● **SELECTED TEXT**
========================================================================

Started by Will, Tue, 24 Aug 2021 16:31

Will

I've put ETOPS, EROPS, EDTO, and other search terms into these forums as well as over on the PFPX support hub, and I looked on Wikipedia and in Google, and read and digested what I could. I'd like to summarize what I understand here, and hopefully get corrections from the community if I've gotten anything wrong.

1. ETOPS used to stand for "Extended Twin Engine Operations" and was a set of criteria that a twin could follow that would allow it to fly farther away from enroute airports than it otherwise could. The acronym was later revised to mean "Extended Operations," and the rules were extended to apply to aircraft with more than two engines. Most recently, the phrase ETOPS has been replaced with EDTO, "Extended Diversion Time Operations," and comes with rules for all aircraft with at least two engines.

2. Aircraft have a "threshold time" beyond which EDTO rules apply. The threshold time is the time away from the nearest airport that is adequate for use as an alternate (called an "adequate airport," sometimes referred to in shorthand just as an "adequate"). For a twin, the threshold time is 60 minutes. For a four-engine aircraft, the threshold time is 180 mins. This means that the 747 is able to fly up to 180 minutes from the nearest adequate airport before EDTO rules would come into effect.

3. EDTO rules allow an aircraft to fly for a certain distance beyond the threshold time, based on the aircraft's installed equipment and its type's proven performance with regard to engine reliability, fire suppression, and the like. This will be different for each operator and each aircraft type. In addition to aircraft factors, the alternate airports used for EDTO operations need to meet more stringent criteria than merely being merely "adequate," they have to be "suitable," which mainly means they need to be open for landing with higher forecast weather minima than a typical destination alternate, at the time the aircraft would arrive on a diversion.

4. Regarding the 747, for American operators anyway, compliance with EDTO criteria was not worth the tradeoff in economics or convenience, since the 180-minute threshold time already allowed them to fly all over the world without being too far from an adequate airport. This included the North Atlantic tracks as well as polar overflights on Asian routes. Therefore, no American 747-400 operator ever pursued permission via EDTO rules to fly farther than 180 minutes from an adequate airport.

========================================================================

● **WRITTEN REQUEST 1**
List every line in the entries below that contains the string "radiator", matching case exactly.

========================================================================

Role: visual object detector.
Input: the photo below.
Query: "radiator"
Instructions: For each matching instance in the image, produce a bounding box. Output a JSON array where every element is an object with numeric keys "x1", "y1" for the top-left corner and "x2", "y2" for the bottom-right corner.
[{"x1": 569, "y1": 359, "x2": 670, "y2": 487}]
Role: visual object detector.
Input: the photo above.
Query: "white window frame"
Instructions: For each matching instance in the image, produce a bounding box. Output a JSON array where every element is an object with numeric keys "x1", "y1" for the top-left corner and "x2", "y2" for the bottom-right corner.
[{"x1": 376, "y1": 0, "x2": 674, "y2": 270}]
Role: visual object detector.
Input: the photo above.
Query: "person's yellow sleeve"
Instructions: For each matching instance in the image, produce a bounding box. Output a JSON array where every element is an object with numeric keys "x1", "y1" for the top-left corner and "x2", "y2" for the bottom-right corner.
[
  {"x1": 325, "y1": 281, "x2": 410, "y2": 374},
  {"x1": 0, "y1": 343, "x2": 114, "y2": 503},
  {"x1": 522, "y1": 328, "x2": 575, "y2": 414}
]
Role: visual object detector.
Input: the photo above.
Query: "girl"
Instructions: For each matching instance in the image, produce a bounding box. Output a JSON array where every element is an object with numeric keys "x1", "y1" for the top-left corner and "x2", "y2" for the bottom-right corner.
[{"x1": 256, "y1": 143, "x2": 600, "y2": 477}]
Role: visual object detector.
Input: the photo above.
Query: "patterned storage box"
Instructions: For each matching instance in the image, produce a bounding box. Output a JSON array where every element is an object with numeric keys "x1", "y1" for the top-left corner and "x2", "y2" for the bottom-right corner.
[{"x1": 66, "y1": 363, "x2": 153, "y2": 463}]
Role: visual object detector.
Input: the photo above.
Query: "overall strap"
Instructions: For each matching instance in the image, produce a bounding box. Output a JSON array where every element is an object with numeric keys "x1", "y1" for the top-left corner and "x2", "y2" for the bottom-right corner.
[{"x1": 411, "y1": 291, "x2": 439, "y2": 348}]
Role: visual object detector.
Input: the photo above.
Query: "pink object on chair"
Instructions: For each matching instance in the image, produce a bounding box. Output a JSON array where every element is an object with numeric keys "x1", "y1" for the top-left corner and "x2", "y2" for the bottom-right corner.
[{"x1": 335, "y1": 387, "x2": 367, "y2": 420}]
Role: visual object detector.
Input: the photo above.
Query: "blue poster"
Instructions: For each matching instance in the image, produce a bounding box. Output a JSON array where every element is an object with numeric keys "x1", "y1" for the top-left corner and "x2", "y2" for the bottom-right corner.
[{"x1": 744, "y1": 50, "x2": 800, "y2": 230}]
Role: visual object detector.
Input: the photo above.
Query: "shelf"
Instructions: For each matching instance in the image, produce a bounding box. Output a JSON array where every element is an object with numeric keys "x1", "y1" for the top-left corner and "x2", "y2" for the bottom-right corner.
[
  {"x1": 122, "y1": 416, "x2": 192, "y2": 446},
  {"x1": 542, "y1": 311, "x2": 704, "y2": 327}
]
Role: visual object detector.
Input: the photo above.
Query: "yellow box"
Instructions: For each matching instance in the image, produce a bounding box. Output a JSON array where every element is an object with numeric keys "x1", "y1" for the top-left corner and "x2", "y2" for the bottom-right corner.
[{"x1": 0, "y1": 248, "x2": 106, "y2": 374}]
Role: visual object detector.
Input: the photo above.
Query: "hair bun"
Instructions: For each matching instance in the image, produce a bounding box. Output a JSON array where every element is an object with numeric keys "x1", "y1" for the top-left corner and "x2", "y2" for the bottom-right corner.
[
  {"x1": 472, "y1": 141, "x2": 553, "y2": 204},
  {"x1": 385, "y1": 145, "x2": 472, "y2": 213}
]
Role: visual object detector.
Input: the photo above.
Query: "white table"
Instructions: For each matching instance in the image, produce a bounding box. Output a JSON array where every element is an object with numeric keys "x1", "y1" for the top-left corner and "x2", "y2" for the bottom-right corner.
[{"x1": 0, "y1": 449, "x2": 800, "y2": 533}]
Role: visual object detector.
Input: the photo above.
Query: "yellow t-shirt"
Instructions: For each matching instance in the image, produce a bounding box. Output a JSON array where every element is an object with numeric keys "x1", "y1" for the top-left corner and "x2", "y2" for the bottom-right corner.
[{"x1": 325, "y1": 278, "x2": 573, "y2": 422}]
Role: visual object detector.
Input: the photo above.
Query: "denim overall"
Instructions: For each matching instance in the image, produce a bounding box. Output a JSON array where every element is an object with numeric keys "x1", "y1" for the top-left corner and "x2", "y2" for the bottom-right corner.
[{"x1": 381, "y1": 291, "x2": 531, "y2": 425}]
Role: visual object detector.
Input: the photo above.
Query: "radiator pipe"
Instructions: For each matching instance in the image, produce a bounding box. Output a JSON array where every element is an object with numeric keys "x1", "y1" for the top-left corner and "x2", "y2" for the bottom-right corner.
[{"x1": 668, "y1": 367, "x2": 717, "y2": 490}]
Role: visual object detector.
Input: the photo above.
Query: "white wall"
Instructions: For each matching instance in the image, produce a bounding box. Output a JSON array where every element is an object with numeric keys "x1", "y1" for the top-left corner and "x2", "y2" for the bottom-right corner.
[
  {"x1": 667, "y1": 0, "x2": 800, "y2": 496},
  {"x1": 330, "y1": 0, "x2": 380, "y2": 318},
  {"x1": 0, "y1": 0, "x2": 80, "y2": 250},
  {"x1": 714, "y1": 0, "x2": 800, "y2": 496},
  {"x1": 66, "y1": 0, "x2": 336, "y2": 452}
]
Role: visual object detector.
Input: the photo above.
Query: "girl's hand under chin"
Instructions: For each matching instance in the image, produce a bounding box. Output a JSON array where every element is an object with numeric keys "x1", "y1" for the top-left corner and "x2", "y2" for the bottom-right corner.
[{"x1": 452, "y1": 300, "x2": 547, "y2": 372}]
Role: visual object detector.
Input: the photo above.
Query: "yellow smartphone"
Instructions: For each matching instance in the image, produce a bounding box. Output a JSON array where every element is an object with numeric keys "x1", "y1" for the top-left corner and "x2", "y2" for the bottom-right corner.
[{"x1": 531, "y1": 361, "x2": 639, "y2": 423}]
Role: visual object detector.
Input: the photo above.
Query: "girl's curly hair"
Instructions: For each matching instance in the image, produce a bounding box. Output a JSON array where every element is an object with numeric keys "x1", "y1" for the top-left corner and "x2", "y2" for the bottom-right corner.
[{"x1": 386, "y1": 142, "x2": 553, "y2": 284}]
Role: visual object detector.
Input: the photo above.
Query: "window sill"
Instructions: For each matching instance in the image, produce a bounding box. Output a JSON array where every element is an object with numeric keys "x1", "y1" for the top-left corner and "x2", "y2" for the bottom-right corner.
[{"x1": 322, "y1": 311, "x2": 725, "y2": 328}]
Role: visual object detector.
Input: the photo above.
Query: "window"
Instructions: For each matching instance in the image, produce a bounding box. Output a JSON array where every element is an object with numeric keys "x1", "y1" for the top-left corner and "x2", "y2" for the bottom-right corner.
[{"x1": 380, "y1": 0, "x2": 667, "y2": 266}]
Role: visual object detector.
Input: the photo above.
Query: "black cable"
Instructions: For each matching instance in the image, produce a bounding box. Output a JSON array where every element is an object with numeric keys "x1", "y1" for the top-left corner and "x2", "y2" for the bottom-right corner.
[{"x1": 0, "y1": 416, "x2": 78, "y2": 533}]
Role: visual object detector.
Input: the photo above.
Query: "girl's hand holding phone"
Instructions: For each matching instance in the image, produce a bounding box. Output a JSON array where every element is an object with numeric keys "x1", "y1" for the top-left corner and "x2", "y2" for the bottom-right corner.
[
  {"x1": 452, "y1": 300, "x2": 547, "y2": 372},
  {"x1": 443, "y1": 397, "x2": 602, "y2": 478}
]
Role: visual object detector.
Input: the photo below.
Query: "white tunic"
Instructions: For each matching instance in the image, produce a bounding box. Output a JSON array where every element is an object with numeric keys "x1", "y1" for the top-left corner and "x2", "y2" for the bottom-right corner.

========================================================================

● **WRITTEN REQUEST 2**
Continue the forum post on ETOPS and EDTO rules above, picking up right after its final sentence.

● **EXPECTED OUTPUT 1**
Query: "radiator"
Query: "radiator pipe"

● **EXPECTED OUTPUT 2**
5. You can see this graphically on PFPX. Plan a flight (hypothetically, from Hong Kong to Chicago). Make sure the aircraft profile has 180 minutes as the threshold time. Then, before computing the flight, and without entering anything in the EDTO planning pane on the "Advanced" section, go to the world map and toggle the "adequate airports" button. You'll see a series of 180-minute arcs drawn around adequate airports selected by PFPX. The entire route will be contained within these overlapping 180-minute bubbles, showing you that no EDTO rules or EDTO alternates are required for the flight. (To see EDTO requirements, you could look at the same flight-planning data using a twin-engine aircraft with a 60-minute threshold time. In this case, the bubbles are 60-minute bubbles and there may well be gaps between them, which means you would need to enter EDTO alternates in the EDTO pane.)

6. For situational awareness, PFPX puts these "adequate airports" into the written flight plan (the OFP), so you can see which one you are closest to at any given time. You could optionally display these transition points on the ND by entering them as lat/long waypoints after a discontinuity following the final leg in your route; however, in practice this may not add much practical value, because the "adequate airports" may not be the airports you would really divert to. (Perhaps your company has fuel contracts, passenger handling capabilities, and/or landing rights at different airports, for example.) To get PFPX to display the alternates you would really use, just go into the "adequate airports" section under the alternates tab, and replace the auto-generated adequates with your own, new updated choices. This will toggle the 180-minute rings to show your chosen alternates, and these will show up in your OFP with the lat/long crossover points between them. This is a fairly powerful feature of PFPX: you can pick your own diversion airports along your route, and the OFP will tell you which one you are closest to at any given time; using the DISCO trick above, you can also make these changeover points visible as waypoints on your ND. On the printable route map, these points show up as "GO:XXXX" where XXXX is the diversion airport that you are closest to; on the OFP, the points show up as a lat/long waypoint with the name of the alternate. Again, a fairly powerful tool, and good for situational awareness when you get the ND to display these crossover points.

7. When you choose your own adequate airports, as long as the 180-minute rings on the PFPX world map overlap, you know you're always within your threshold time, and EDTO won't apply. If your 180-minute rings don't overlap, PFPX gives you the lat/long of your EDTO entry point and your EDTO exit point for when your route crosses out of the 180-minute rings and passes back into them. When this happens, PFPX automatically prompts you to enter EDTO alternates on the "Advanced" page. But again, this is rare, and would mostly happen over the Pacific or elsewhere far from land.

Please let me know if I've misrepresented anything, and I hope someone finds this summary helpful.
Will /Chicago /USA

Roddez

Hi Will,

I was always under the impression that ETOPS stood for:
Extended-range Twin-engine Operational Performance Standards.

Cheers,

Rod.
Rodney Redwin
YSSY
www.simulatorsolutions.com.au

Jeroen Hoppenbrouwers

Do we need to mention the Other One?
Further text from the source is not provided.